## Dataset items
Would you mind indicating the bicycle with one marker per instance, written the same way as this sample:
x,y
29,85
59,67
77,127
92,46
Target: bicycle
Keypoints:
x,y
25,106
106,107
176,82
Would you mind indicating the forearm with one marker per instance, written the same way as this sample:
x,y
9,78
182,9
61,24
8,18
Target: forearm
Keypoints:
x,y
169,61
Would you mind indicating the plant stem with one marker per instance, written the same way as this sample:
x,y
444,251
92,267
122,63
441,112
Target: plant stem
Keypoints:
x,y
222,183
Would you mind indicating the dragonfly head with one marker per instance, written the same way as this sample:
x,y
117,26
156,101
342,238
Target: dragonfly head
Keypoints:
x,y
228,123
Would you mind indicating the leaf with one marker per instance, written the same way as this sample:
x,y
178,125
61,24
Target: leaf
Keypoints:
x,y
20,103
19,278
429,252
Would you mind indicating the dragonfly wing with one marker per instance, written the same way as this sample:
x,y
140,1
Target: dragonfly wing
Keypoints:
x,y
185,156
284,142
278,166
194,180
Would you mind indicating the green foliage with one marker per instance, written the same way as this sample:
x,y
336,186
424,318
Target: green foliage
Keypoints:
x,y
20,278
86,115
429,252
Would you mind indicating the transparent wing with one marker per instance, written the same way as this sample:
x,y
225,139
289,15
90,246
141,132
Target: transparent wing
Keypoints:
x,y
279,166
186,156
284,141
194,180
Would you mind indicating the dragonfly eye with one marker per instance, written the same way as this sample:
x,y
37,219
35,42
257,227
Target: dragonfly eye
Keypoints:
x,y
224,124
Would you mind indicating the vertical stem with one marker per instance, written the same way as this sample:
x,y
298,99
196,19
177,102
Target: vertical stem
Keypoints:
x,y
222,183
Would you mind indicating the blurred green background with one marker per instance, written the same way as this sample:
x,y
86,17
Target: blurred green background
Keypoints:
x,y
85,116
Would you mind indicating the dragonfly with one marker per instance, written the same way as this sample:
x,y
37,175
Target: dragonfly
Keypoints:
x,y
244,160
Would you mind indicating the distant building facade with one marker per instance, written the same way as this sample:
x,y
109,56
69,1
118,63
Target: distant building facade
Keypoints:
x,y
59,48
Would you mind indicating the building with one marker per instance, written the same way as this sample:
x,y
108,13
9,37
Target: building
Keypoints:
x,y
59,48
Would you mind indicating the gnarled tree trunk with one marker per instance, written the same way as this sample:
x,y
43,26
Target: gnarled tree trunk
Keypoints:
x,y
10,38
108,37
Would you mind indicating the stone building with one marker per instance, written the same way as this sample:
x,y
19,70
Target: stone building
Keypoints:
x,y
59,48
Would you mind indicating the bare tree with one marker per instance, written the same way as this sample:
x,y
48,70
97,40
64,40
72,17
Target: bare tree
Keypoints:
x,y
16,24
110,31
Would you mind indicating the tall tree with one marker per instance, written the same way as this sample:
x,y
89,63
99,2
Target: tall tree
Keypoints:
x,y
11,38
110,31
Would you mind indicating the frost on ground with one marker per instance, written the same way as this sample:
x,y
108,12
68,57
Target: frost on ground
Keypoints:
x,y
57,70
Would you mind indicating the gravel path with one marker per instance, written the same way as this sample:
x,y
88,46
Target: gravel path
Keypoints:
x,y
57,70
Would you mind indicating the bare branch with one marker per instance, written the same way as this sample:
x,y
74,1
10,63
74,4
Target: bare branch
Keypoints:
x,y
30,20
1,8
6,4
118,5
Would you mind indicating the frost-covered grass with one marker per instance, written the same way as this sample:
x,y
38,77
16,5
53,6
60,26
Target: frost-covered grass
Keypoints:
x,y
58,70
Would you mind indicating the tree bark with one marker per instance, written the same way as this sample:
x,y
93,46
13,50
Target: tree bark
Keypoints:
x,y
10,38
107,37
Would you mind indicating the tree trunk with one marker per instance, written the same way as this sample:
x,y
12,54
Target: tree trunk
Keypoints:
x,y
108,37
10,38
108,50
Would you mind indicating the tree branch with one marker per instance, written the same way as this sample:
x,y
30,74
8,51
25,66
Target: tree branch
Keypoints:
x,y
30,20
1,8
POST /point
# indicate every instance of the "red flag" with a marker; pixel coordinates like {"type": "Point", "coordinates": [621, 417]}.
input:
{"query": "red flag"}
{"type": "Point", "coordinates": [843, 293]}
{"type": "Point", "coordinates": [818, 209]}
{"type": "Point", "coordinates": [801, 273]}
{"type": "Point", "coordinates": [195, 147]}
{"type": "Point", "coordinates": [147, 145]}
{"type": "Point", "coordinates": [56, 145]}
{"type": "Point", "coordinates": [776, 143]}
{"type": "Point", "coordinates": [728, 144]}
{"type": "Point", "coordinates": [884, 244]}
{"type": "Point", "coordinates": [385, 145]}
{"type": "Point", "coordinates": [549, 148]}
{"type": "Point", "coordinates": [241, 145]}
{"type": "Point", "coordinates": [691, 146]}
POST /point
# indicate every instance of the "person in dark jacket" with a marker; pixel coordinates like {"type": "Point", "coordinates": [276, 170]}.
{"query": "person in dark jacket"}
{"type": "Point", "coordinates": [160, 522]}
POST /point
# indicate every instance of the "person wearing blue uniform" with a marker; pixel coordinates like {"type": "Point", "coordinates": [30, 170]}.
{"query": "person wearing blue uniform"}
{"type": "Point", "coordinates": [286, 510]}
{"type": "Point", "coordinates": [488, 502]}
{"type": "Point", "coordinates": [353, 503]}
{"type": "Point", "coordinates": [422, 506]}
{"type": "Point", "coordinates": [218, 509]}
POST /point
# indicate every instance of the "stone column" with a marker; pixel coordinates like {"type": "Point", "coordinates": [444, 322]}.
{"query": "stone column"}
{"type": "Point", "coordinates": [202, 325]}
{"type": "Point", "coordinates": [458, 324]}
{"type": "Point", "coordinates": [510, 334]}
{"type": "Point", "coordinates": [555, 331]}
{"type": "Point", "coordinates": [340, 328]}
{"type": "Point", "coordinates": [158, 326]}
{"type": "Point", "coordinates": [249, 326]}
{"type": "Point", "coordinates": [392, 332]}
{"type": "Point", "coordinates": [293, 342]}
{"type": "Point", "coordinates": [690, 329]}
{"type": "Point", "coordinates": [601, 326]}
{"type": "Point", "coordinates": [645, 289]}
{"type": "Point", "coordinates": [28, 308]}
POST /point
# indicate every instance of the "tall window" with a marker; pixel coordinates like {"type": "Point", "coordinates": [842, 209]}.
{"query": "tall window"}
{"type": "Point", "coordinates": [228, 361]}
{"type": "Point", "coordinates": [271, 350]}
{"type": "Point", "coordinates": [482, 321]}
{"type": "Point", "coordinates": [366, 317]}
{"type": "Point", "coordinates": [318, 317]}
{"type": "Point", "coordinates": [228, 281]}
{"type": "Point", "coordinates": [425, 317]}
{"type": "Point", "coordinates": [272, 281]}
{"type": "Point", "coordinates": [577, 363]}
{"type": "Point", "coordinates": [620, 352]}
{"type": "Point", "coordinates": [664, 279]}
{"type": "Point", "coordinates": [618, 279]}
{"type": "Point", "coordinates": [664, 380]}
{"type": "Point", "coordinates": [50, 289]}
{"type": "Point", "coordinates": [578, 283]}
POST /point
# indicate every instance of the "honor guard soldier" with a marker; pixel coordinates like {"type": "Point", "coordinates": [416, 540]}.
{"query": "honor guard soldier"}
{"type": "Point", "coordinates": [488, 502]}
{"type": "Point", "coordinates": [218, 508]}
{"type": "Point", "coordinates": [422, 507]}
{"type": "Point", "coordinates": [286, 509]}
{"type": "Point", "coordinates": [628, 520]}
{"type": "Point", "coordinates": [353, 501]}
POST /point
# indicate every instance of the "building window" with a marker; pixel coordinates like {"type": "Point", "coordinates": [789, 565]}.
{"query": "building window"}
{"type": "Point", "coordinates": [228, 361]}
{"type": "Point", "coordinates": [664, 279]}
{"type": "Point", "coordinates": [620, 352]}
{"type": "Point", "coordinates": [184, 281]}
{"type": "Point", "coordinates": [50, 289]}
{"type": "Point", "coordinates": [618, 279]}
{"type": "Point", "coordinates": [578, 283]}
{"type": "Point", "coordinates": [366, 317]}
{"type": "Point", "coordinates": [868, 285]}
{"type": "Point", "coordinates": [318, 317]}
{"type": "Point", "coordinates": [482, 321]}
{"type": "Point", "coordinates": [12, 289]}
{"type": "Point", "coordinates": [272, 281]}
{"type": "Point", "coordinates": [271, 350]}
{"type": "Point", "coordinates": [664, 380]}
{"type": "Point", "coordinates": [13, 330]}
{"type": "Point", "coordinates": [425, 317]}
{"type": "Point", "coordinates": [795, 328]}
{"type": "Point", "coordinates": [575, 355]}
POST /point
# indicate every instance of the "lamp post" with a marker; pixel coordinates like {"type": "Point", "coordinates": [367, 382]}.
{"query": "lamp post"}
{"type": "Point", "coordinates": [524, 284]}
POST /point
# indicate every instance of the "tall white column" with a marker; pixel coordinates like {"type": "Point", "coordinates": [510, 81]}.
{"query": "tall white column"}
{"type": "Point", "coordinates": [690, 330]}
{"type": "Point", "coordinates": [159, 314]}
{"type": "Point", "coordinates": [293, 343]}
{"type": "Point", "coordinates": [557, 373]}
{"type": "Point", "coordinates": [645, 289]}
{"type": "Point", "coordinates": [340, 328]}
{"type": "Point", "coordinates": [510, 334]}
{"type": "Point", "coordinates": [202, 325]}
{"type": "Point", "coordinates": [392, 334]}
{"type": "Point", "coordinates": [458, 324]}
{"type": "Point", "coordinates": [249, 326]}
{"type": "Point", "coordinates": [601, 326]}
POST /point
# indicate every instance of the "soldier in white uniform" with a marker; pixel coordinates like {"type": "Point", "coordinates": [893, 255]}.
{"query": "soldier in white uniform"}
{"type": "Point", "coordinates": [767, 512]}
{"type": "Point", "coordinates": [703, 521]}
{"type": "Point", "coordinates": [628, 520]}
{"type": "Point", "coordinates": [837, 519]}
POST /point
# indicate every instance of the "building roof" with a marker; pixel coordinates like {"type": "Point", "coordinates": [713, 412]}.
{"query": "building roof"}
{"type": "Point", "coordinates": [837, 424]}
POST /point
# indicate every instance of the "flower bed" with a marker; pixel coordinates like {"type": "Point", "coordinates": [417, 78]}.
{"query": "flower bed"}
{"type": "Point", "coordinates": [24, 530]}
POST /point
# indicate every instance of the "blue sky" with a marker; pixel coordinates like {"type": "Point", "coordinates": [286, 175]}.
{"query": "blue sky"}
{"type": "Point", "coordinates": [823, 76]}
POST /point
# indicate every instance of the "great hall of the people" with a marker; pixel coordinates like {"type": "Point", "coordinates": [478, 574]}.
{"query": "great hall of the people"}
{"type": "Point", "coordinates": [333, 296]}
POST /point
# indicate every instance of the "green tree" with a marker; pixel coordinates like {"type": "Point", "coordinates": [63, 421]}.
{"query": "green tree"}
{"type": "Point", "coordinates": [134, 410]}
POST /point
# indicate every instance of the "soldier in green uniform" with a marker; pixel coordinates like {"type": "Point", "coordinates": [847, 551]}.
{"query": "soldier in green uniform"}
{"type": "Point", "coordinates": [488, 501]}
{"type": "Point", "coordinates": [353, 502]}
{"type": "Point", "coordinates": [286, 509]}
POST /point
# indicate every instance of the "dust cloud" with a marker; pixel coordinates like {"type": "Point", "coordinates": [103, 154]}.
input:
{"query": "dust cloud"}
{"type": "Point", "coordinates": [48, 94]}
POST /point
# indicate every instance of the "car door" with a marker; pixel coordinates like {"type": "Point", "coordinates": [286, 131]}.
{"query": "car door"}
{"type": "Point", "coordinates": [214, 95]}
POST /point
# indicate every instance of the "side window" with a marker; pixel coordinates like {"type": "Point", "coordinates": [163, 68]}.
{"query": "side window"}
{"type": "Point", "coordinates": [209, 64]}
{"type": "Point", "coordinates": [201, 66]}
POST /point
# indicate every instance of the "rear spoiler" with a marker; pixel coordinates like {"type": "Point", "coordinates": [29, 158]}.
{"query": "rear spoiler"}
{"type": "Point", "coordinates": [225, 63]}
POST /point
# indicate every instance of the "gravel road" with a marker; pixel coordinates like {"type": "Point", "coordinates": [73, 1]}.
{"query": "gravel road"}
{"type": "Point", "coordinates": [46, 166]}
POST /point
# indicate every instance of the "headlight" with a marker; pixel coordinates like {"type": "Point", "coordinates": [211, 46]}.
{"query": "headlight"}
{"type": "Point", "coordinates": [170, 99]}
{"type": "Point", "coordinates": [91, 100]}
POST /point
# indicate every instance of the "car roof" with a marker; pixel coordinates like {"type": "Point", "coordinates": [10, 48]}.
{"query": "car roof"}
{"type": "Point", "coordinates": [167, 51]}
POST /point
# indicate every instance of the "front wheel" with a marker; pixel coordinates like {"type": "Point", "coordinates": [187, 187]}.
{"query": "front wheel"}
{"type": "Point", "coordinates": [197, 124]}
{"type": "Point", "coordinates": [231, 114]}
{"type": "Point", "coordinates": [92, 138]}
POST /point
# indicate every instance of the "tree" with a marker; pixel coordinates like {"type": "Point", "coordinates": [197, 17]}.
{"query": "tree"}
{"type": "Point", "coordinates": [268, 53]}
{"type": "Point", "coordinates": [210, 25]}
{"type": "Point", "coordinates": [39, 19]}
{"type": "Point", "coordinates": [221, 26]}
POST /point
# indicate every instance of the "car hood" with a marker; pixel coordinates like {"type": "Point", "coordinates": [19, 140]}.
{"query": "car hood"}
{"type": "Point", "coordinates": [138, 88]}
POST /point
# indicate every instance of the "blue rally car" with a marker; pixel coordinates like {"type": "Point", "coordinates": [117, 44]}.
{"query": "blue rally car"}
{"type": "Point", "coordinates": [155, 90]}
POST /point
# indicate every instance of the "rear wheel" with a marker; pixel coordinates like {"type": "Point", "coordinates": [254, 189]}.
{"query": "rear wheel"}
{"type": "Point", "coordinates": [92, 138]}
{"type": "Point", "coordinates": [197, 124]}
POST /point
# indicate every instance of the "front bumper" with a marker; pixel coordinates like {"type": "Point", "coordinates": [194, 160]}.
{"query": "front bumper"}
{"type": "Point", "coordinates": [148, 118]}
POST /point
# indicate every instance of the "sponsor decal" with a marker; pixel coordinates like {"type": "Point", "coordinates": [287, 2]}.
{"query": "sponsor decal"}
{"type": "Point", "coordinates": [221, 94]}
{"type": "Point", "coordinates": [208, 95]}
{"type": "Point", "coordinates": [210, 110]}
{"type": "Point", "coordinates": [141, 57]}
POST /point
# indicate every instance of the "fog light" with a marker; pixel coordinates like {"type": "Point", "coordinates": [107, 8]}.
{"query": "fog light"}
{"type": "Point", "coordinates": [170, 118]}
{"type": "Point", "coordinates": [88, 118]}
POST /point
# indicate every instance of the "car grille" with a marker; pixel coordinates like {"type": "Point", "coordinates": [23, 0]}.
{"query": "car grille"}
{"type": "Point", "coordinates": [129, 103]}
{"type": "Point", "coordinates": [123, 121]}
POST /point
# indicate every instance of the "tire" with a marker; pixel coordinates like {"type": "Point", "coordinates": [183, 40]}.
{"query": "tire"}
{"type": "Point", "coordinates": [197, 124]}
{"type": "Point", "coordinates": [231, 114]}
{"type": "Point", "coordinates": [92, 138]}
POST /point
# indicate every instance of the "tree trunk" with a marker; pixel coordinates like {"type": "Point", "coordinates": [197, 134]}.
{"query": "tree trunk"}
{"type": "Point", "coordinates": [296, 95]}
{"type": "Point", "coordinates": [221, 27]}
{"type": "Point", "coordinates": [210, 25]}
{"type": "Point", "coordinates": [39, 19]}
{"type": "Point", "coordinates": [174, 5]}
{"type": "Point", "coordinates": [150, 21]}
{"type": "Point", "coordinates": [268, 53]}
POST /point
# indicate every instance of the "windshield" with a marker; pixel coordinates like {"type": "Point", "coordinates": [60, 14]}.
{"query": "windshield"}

## What to produce
All lines above containing the string "branch": copy each one.

## Output for this exercise
Would you mind indicating the bare branch with one marker per instance, written the same way as this sample:
Target: bare branch
Would you mind indicating the tree branch with one marker per instance, written the same way as this sample:
Target: tree branch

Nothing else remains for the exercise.